>>>

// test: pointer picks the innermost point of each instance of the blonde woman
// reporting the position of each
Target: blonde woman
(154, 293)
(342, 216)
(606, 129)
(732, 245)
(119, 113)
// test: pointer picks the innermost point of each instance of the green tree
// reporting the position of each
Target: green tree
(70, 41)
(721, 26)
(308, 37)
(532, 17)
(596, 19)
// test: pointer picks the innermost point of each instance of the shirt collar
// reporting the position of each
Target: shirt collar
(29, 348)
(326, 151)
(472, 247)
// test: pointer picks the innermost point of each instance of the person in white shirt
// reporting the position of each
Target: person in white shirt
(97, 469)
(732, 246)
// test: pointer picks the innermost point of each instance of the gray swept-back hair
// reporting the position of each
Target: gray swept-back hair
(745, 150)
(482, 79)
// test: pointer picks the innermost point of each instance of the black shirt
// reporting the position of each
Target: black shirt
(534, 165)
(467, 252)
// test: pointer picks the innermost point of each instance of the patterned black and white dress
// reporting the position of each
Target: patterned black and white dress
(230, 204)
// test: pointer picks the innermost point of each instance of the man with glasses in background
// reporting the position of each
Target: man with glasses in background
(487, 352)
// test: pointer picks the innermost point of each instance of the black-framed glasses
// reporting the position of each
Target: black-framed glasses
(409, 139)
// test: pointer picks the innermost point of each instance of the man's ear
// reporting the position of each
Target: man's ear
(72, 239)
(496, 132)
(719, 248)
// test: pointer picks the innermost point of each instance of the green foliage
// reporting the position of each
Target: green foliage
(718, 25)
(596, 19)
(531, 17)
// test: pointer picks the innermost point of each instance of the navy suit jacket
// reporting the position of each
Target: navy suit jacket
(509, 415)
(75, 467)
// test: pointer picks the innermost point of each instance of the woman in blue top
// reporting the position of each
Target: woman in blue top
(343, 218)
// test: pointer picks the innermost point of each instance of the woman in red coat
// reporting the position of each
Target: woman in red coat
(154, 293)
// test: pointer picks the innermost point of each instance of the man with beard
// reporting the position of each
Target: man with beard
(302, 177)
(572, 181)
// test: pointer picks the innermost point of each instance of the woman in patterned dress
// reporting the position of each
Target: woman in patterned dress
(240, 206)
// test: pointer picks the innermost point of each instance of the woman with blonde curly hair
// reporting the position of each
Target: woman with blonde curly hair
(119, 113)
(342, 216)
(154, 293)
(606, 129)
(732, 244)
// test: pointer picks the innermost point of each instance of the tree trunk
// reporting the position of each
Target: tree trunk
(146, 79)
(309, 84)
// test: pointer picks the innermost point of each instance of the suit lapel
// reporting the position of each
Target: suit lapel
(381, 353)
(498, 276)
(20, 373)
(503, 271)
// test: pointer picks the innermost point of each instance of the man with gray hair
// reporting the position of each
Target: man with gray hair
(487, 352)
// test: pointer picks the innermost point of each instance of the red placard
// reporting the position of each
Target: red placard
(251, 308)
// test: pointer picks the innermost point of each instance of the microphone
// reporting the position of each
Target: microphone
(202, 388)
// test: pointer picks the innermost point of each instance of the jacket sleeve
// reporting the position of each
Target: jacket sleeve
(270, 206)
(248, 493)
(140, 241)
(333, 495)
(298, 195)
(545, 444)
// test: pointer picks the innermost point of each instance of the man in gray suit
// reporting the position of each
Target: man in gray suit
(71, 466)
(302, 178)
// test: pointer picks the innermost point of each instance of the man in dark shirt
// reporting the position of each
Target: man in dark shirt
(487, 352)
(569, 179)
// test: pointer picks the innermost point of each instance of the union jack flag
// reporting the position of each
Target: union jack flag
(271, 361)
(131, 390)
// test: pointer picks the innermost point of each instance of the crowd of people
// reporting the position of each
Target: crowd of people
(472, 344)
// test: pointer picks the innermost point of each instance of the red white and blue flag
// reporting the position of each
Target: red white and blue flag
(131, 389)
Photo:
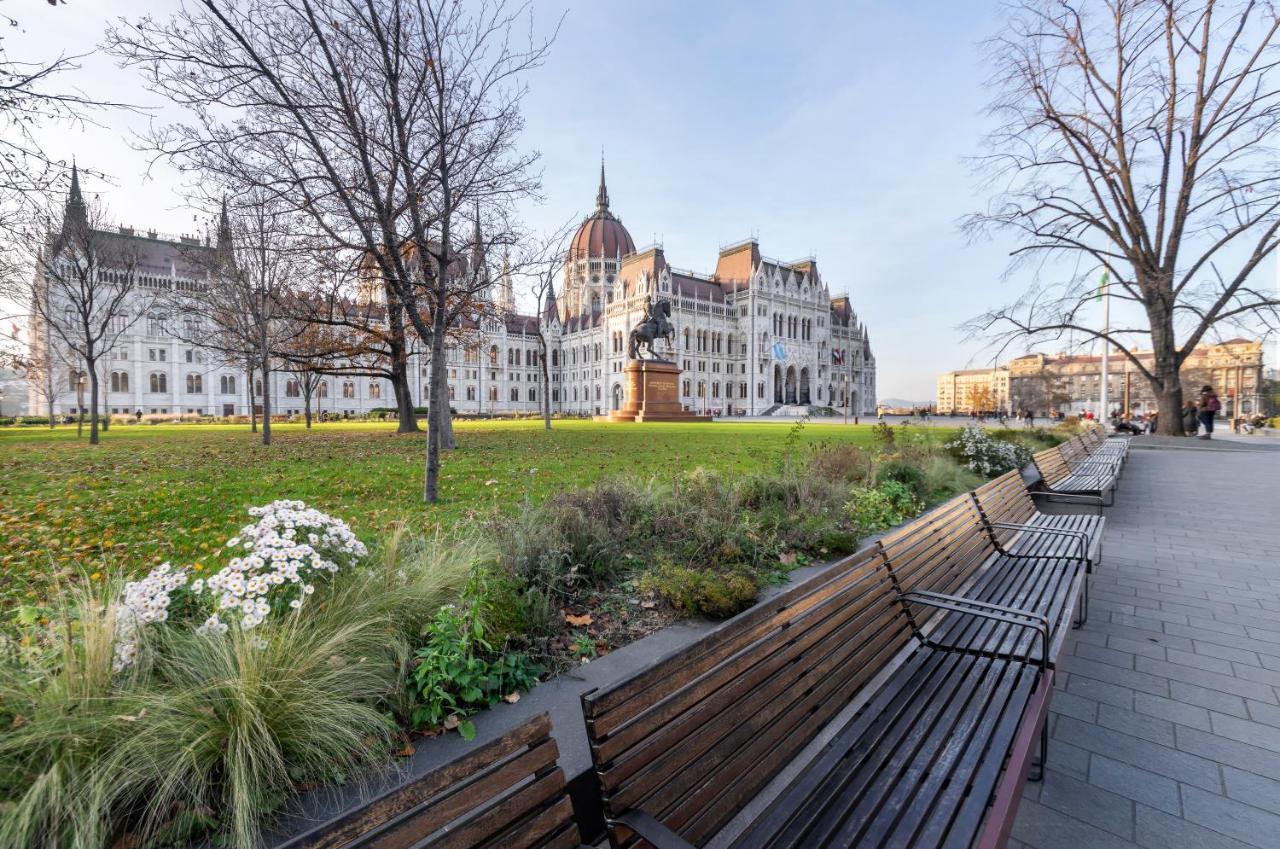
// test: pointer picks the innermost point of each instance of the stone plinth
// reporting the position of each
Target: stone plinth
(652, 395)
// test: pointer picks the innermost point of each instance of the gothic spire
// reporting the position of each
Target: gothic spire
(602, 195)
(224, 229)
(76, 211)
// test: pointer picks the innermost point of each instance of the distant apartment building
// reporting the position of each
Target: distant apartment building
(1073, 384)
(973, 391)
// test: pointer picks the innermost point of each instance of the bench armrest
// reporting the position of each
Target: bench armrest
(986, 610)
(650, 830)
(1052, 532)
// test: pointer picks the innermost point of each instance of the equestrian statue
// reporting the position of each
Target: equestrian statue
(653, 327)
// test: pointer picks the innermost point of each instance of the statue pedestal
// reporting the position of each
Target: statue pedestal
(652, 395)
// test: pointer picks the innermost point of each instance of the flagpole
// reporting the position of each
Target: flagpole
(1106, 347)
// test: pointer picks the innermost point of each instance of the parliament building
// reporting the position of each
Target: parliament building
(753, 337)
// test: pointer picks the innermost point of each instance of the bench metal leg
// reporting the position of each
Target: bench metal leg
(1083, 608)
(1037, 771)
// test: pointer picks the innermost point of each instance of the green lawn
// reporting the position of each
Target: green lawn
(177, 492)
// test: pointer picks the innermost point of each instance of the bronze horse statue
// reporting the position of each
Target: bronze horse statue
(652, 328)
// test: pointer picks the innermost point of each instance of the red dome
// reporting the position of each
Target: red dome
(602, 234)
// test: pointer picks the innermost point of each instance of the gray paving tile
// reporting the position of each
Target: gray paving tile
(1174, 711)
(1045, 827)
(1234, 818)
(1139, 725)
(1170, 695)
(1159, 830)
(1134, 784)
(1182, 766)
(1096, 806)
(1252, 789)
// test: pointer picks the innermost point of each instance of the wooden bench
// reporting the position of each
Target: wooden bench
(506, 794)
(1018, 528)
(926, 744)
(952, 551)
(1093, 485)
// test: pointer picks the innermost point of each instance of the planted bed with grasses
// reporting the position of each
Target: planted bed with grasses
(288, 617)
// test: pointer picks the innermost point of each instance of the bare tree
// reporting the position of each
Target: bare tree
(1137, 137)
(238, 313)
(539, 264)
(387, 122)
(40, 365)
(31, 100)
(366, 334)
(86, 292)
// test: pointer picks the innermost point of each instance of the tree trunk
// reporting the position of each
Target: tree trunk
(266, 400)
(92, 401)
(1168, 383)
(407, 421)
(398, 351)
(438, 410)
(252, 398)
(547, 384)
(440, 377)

<<<
>>>

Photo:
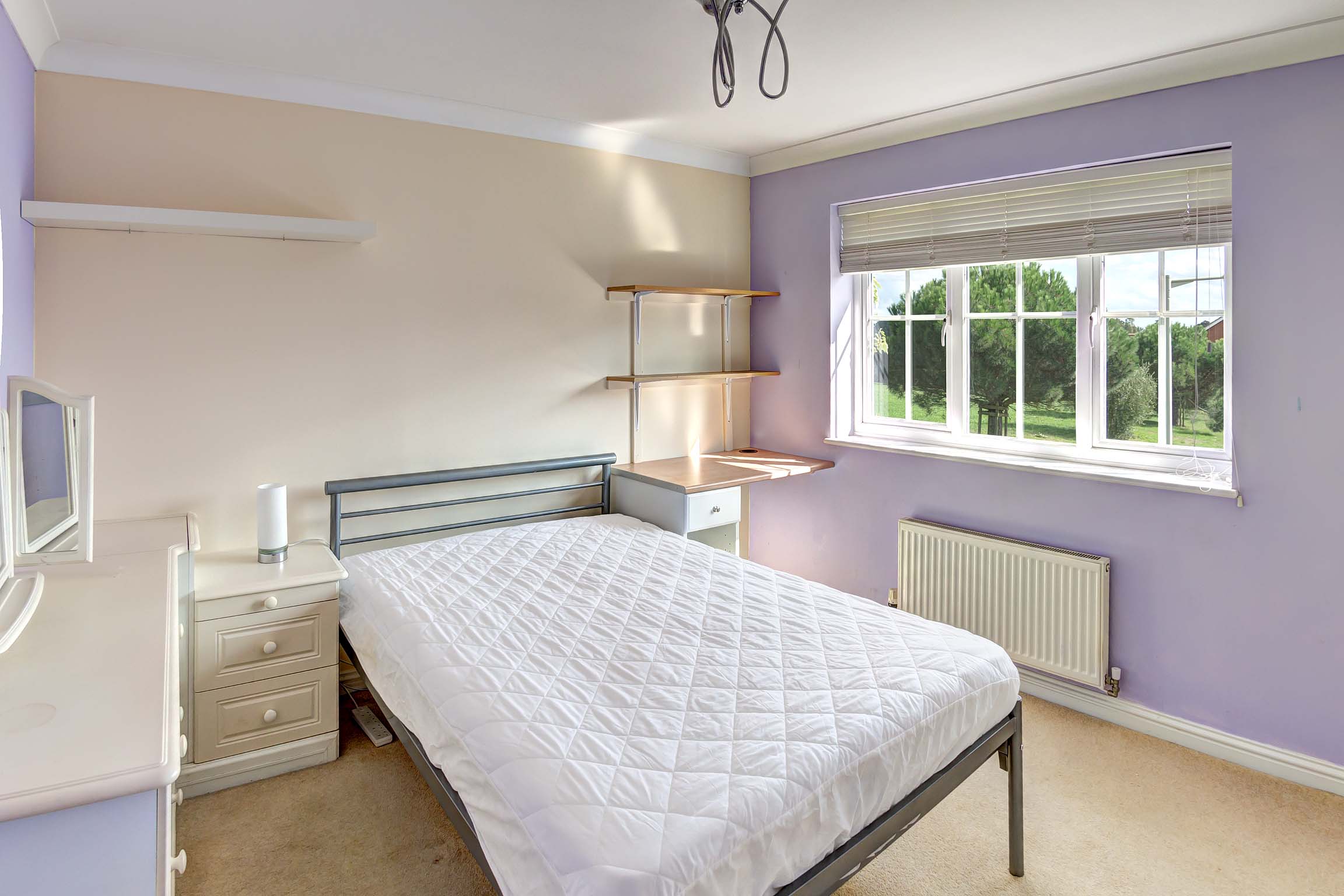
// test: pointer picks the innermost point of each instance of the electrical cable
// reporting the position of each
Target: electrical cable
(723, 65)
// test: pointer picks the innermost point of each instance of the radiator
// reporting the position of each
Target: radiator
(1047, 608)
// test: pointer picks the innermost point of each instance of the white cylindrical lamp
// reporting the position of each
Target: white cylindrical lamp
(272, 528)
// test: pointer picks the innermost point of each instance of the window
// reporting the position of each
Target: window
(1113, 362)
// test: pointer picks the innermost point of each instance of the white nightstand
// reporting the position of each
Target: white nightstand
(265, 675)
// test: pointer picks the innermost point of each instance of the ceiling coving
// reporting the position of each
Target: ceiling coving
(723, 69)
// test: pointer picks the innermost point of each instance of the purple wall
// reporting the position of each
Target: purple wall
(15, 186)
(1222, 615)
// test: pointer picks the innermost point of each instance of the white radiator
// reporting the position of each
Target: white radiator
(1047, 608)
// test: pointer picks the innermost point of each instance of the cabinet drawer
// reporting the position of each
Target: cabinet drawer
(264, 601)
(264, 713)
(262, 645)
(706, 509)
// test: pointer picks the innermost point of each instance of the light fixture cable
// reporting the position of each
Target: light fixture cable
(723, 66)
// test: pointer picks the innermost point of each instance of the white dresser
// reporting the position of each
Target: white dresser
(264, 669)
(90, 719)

<<<
>>>

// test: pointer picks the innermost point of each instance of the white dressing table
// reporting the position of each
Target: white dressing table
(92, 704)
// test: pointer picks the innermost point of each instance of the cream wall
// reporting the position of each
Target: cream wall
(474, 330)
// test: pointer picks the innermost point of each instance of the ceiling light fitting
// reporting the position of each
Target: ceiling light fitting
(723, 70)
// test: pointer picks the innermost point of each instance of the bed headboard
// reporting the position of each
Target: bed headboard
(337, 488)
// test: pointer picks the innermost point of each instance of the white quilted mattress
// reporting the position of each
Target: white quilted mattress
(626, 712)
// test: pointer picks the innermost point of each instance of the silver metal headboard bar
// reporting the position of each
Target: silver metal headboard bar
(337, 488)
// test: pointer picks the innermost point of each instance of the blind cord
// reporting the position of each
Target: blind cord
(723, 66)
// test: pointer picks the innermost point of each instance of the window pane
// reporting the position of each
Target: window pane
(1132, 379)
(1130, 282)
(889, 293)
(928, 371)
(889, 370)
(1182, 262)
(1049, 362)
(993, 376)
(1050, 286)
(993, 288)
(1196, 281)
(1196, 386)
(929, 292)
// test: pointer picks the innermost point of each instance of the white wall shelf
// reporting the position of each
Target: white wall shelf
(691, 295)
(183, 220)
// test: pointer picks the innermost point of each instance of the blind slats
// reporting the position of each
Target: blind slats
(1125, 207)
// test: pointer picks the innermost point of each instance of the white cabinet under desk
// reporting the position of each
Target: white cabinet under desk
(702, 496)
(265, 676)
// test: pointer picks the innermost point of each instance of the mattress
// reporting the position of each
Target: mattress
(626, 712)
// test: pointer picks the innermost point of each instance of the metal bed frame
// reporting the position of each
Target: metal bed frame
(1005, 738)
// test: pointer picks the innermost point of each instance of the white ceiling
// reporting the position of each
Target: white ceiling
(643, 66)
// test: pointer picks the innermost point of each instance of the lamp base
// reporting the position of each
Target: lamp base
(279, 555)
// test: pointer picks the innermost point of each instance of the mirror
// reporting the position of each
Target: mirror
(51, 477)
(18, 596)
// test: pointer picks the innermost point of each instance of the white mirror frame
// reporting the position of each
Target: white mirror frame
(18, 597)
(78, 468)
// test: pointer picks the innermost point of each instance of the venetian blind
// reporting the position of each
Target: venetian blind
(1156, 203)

<<<

* [PROBLEM TO SOLVE] What is needed is a verbatim copy of every line in the records above from the one containing "Target: white nightstand" down to the one containing "the light fixture cable", both included, and nothing more.

* [COMPLETED EXERCISE]
Target: white nightstand
(265, 675)
// test: pointer picks the innermost point of each instance of the ceiling coving
// reporting the position of each
Target: ceiling coving
(723, 69)
// test: pointer picks the innermost point of each instance of the purple wall
// reporting the position of each
Target: purple wall
(15, 186)
(1222, 615)
// test: pointer picks the innermost point of each instance of the white radiator
// reporting the position of each
Target: white radiator
(1047, 608)
// test: pointer picks the innermost point of each instance of the cabinet drawer
// reporting the position of each
Target: cabinet drawer
(264, 601)
(264, 713)
(262, 645)
(706, 509)
// test: pointer picks the innermost point of each instance of the light fixture cable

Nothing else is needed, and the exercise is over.